Objective: Express the records below as a two-column CSV with the header row input,output, giving one row per record with its text and its answer, each in a single quoted field with line breaks replaced by spaces. Include every record and leave the pictures out.

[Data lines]
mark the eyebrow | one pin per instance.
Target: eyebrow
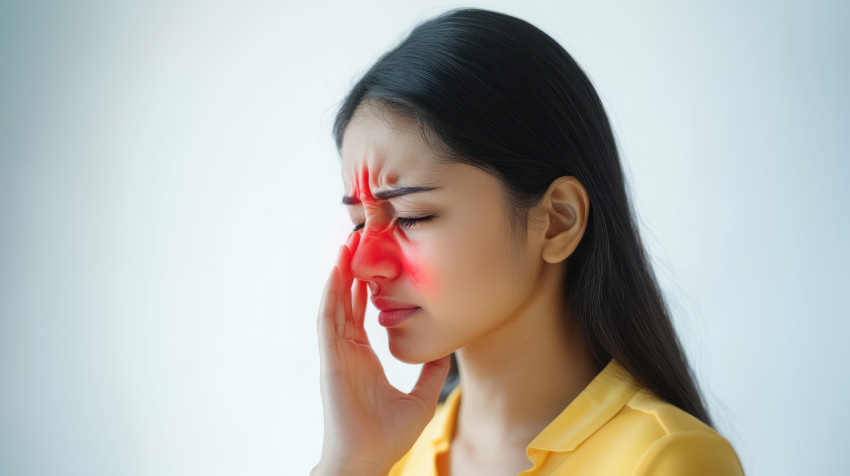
(387, 194)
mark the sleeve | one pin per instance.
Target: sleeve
(692, 453)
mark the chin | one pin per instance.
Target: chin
(411, 351)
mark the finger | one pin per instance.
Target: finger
(348, 330)
(360, 300)
(327, 311)
(340, 314)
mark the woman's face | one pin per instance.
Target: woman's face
(461, 267)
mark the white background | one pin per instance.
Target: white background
(169, 196)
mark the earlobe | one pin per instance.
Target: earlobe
(566, 206)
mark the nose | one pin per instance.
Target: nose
(377, 256)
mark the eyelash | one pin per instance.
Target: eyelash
(405, 222)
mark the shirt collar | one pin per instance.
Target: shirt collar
(600, 400)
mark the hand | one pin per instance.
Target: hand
(368, 422)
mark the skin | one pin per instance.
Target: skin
(483, 292)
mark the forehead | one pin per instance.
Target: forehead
(386, 147)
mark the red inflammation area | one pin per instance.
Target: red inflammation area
(377, 245)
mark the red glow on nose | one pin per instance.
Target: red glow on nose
(378, 245)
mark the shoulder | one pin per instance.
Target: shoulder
(672, 441)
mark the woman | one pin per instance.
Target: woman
(494, 233)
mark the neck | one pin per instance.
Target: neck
(519, 377)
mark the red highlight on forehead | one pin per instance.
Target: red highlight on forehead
(382, 244)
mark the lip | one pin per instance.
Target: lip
(394, 317)
(386, 304)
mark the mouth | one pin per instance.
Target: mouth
(390, 305)
(393, 317)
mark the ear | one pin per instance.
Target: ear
(565, 209)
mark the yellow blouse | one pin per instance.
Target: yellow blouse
(613, 427)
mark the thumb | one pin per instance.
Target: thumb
(431, 378)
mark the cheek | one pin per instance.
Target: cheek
(466, 265)
(415, 263)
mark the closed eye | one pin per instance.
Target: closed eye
(404, 222)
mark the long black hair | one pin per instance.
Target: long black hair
(493, 91)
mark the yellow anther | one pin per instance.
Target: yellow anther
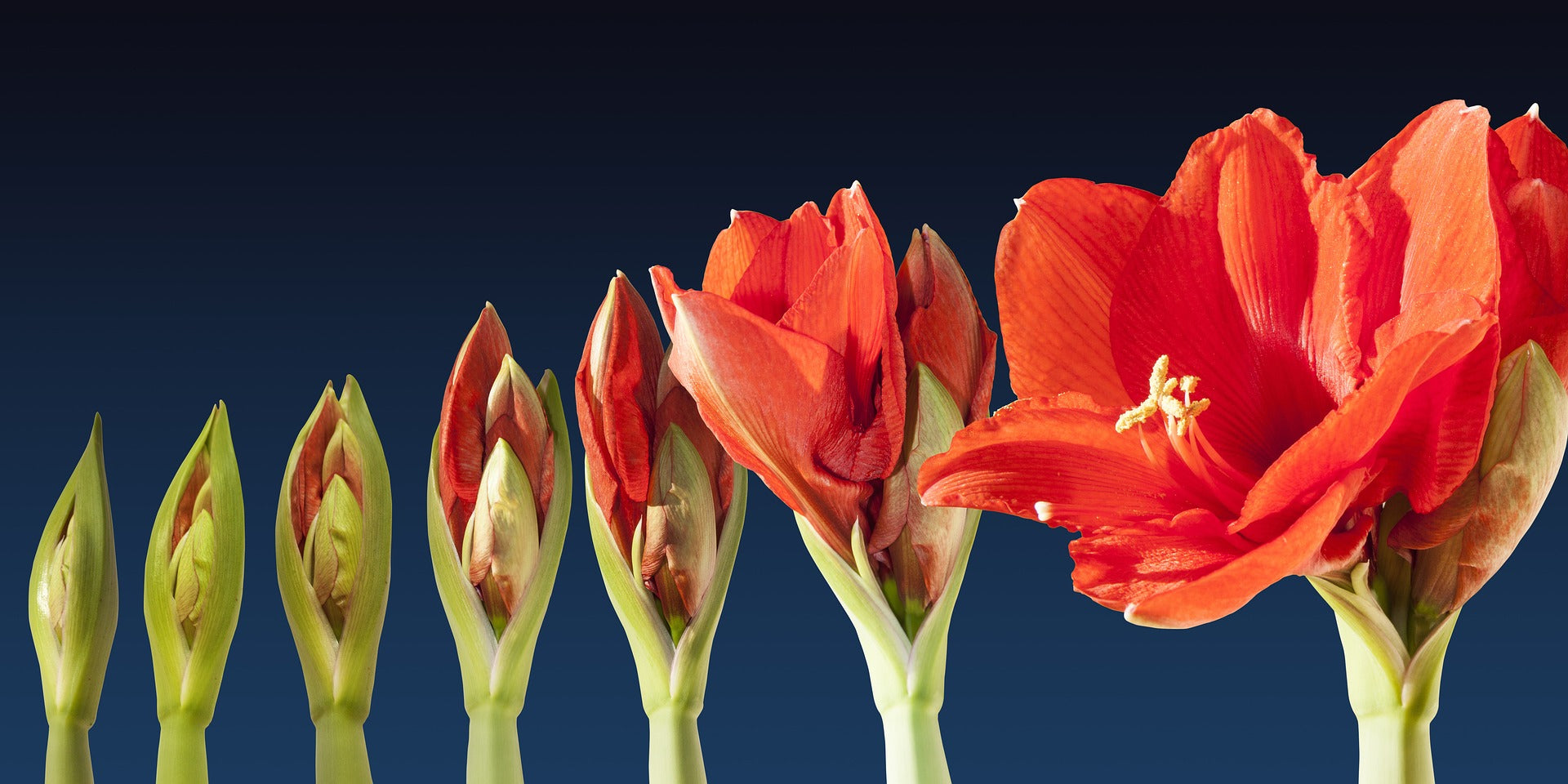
(1162, 400)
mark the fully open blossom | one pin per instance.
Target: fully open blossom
(1220, 386)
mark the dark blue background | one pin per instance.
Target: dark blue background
(245, 209)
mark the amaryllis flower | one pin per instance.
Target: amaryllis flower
(666, 506)
(642, 431)
(192, 595)
(496, 468)
(794, 356)
(334, 564)
(1459, 546)
(73, 608)
(499, 494)
(835, 380)
(1223, 385)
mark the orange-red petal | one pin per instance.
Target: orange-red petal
(1056, 267)
(777, 400)
(615, 405)
(1062, 455)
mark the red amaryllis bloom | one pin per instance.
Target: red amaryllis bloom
(1317, 344)
(629, 408)
(496, 466)
(797, 352)
(1535, 194)
(1460, 545)
(794, 356)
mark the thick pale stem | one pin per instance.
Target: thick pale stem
(1396, 748)
(915, 745)
(68, 760)
(675, 753)
(182, 751)
(494, 756)
(341, 756)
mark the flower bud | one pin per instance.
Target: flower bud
(1460, 545)
(654, 466)
(951, 356)
(74, 593)
(334, 550)
(496, 470)
(328, 499)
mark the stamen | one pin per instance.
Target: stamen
(1162, 399)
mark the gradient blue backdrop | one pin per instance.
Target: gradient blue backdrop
(245, 209)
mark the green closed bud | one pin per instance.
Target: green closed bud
(73, 610)
(334, 559)
(332, 550)
(195, 576)
(921, 560)
(681, 526)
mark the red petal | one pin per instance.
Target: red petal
(733, 252)
(308, 470)
(461, 436)
(1432, 199)
(615, 405)
(518, 416)
(1071, 458)
(1535, 151)
(849, 212)
(850, 310)
(1225, 281)
(777, 400)
(942, 327)
(1194, 572)
(1056, 267)
(1418, 421)
(784, 264)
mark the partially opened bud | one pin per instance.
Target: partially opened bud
(499, 496)
(659, 479)
(334, 557)
(1460, 545)
(494, 448)
(501, 545)
(951, 356)
(192, 595)
(73, 610)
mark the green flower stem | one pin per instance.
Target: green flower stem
(675, 753)
(915, 744)
(182, 750)
(494, 756)
(68, 760)
(341, 753)
(1396, 748)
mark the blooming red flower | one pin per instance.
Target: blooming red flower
(797, 352)
(626, 407)
(1535, 194)
(1317, 344)
(794, 356)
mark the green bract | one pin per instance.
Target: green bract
(494, 653)
(192, 596)
(671, 657)
(333, 572)
(73, 610)
(908, 670)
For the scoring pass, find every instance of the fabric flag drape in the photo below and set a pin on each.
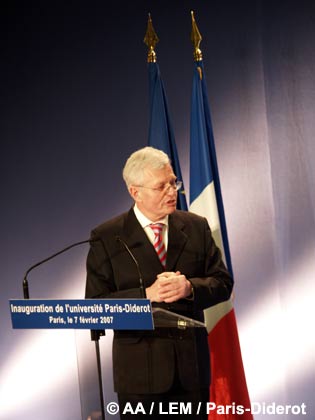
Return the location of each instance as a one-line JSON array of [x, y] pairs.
[[228, 383], [161, 135]]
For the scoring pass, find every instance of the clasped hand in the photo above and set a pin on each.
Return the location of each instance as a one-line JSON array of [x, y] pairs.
[[169, 287]]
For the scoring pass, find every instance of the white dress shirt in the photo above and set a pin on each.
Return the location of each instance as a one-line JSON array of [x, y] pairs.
[[145, 223]]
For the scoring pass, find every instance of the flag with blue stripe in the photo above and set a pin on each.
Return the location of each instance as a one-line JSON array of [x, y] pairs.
[[161, 135], [228, 382]]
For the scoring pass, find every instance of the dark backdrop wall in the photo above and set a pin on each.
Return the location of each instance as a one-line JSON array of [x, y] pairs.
[[75, 105]]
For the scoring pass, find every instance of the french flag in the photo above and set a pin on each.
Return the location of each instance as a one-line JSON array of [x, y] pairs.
[[228, 382]]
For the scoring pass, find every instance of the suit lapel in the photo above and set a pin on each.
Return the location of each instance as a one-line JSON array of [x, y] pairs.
[[137, 240], [176, 241], [140, 245]]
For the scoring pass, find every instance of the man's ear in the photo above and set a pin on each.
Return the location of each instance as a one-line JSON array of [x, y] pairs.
[[135, 193]]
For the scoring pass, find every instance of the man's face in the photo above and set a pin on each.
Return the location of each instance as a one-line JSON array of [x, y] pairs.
[[156, 198]]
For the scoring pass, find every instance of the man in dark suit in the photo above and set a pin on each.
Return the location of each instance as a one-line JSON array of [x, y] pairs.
[[182, 272]]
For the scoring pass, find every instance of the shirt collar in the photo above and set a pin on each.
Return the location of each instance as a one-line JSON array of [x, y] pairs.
[[144, 221]]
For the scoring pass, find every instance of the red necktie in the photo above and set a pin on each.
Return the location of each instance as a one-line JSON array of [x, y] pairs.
[[158, 242]]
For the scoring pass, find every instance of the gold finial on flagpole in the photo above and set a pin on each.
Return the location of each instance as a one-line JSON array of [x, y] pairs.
[[151, 39], [195, 39]]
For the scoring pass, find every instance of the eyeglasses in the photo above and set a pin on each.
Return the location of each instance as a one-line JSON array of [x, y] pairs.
[[175, 185]]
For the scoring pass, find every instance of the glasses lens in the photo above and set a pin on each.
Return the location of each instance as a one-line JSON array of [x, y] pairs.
[[177, 185]]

Solution for this task:
input,output
"mark the eyebrow | one pin per instance. Target: eyebrow","(387, 194)"
"mark the sleeve | one pin per instance. Target: sleeve","(692, 453)"
"mark the chin | one pin per instance. Target: chin","(411, 351)"
"mark the finger | one pin per instance. Target: finger","(348, 330) (360, 300) (327, 311) (340, 314)"
"mark the woman's face | one pin per instance. Target: woman's face","(461, 267)"
"mark the white background | one pin per instance. Target: white background","(169, 196)"
"mark the earlobe | one pin per instance. Target: earlobe","(566, 206)"
"mark the nose | one pin per instance. Target: nose","(377, 256)"
"mark the eyelash | one pin per instance. Target: eyelash","(405, 222)"
"mark the shirt collar | one pin per instance. Target: shirt collar","(600, 400)"
"mark the hand | one pin per instance. Target: hand","(368, 422)"
"mark the skin | one pin per instance. Target: skin","(483, 292)"
"mark the forehead | one pin per instance. Target: forehead","(386, 147)"
"mark the red inflammation area | one pin per instance. Target: red inflammation area","(377, 245)"
"mark the red glow on nose | one pin per instance. Target: red glow on nose","(378, 245)"
"mark the shoulder | one pin per instance. Target: shoulder","(672, 441)"
"mark the woman | one pin per instance. Target: woman","(494, 233)"
"mark the neck | one pin per instance. Target: neck","(519, 377)"
"mark the red highlight on forehead | one pin per instance. Target: red highlight on forehead","(382, 244)"
"mark the lip | one pin per instance. Target: lip","(394, 317) (386, 304)"
"mark the mouth | one pin per instance. Target: mouth","(390, 305) (393, 317)"
"mark the ear | one pin per instance. Target: ear","(565, 209)"
"mark the yellow blouse | one pin per instance. Target: yellow blouse","(613, 427)"
"mark the thumb | one pin per instance. Target: thumb","(431, 378)"
"mark the cheek | one pin per instance. Target: cheek","(466, 265) (415, 263)"
"mark the closed eye | one pin per instance. Target: closed eye","(404, 222)"
"mark the long black hair | one pin per instance. Target: long black hair","(493, 91)"
"mark the yellow anther | one pin per instance. Target: yellow anther","(1162, 400)"
"mark the fully open blossom | one pin per instance. Target: fully open blossom","(1220, 386)"
"mark the dark blue background | one pin per instance. Target: dark blue background","(245, 209)"
"mark the amaryllis flower | one pin per instance. Target: amaryllis flower","(666, 506) (642, 431) (192, 595) (496, 468) (794, 356) (334, 564) (1459, 546) (73, 608) (499, 494) (835, 380) (1223, 385)"
"mark the orange-red petal | one pin per instance. Target: orange-red petal","(1056, 267) (777, 400) (615, 405) (1062, 455)"
"mark the red amaryllis bloom | one pin per instance. Target: red amaryllis bloom","(1317, 344) (629, 408) (496, 466) (797, 352) (1535, 194) (1460, 545) (794, 356)"
"mark the thick pale stem | one pin per instance. Target: thick pale stem","(1396, 748) (915, 745) (68, 760) (675, 753) (182, 751) (494, 756) (341, 756)"
"mark the flower bud | one pin per instance. Target: flower bud","(1460, 545) (654, 466) (951, 356) (74, 593) (334, 550) (496, 470) (328, 499)"
"mark the stamen | one pin per instance. Target: stamen","(1162, 399)"
"mark the gradient blue backdrop | one pin per instance. Target: gradient blue backdrop","(245, 209)"
"mark the green closed bud | one pin per instance. Target: green closed bud","(73, 610) (334, 559) (332, 550) (195, 576) (921, 560) (681, 526)"
"mark the red petal | one pin per instance. Target: red petal","(733, 252) (308, 470) (461, 436) (1432, 199) (615, 405) (518, 416) (1071, 458) (1535, 151) (849, 212) (850, 310) (1225, 281) (777, 400) (942, 327) (1194, 572) (1056, 267) (1418, 421) (784, 264)"
"mark the partially opened bud | one pin per instance. Target: partially opened bud","(499, 496) (659, 479) (334, 557) (1460, 545) (494, 448) (501, 545) (951, 356) (192, 595) (73, 610)"
"mark the green flower stem | one pin per instance. Target: green flower stem","(675, 753) (915, 744) (182, 750) (494, 756) (68, 760) (341, 753) (1396, 748)"
"mark the blooming red flower | one pin per instance. Target: blooming red flower","(797, 352) (626, 407) (1535, 194) (1317, 344) (794, 356)"
"mark the green bract | one pin per instance. Target: green bract","(494, 653) (192, 596) (671, 657) (333, 572) (73, 610) (908, 670)"
"For the scoring pass, find every instance of the fabric flag drape in the photo below and set a pin on each. Return the location of each instance as a one-line JSON array of [x, y] pairs.","[[228, 383], [161, 135]]"
"For the scoring pass, find every instance of the clasped hand in the photo above and set a pin on each. Return the location of each instance as a one-line JSON array of [x, y] pairs.","[[169, 287]]"
"For the scoring pass, find every instance of the white dress shirt in the photo above and set a pin on each. Return the location of each instance as a one-line JSON array of [x, y] pairs.","[[145, 223]]"
"For the scoring pass, find every instance of the flag with blue stripe in the photo above and set a pin on each. Return the location of each instance as a one-line JSON array of [x, y] pairs.","[[161, 135], [228, 382]]"
"For the scoring pass, find every instance of the dark backdrop wall in the photo above and set a pin on each. Return the location of each instance as a one-line JSON array of [x, y] pairs.","[[75, 105]]"
"For the scoring pass, find every instance of the french flag in the photo above and set a pin on each. Return the location of each instance as a one-line JSON array of [x, y] pairs.","[[228, 382]]"
"For the scoring pass, find every instance of the suit lapel in the photo above and set a pin on each. Return the location of each instance as a one-line JSON array of [x, y] pairs.","[[137, 240], [176, 241], [140, 245]]"
"For the scoring pass, find every instance of the man's ear in the photo above and set a pin on each. Return the location of each instance as a one-line JSON array of [x, y] pairs.","[[135, 193]]"
"For the scoring pass, find every instance of the man's face in the photo above and set a pin on each. Return the location of each instance as a one-line JSON array of [x, y] pairs.","[[156, 198]]"
"For the scoring pass, find every instance of the man in dark suit in the photo above and set a pin on each. Return the location of each instance as a one-line JSON array of [x, y] pairs.","[[182, 272]]"
"For the scoring pass, find every instance of the shirt collar in the photo above and set a pin on each. Return the location of each instance as a one-line JSON array of [x, y] pairs.","[[144, 221]]"
"For the scoring pass, find every instance of the red necktie in the photo above and set a pin on each. Return the location of each instance as a one-line JSON array of [x, y] pairs.","[[158, 242]]"
"For the scoring pass, find every instance of the gold finial on flagpole in the photo above and set a pin on each. Return the location of each instance as a one-line JSON array of [x, y] pairs.","[[151, 39], [195, 39]]"
"For the scoring pass, find every instance of the eyeglasses in the photo above and set a pin on each. Return the location of each instance as a one-line JSON array of [x, y] pairs.","[[175, 185]]"
"For the scoring pass, find every instance of the glasses lens in the photo above and set a pin on each. Return the location of each instance as a one-line JSON array of [x, y] pairs.","[[177, 185]]"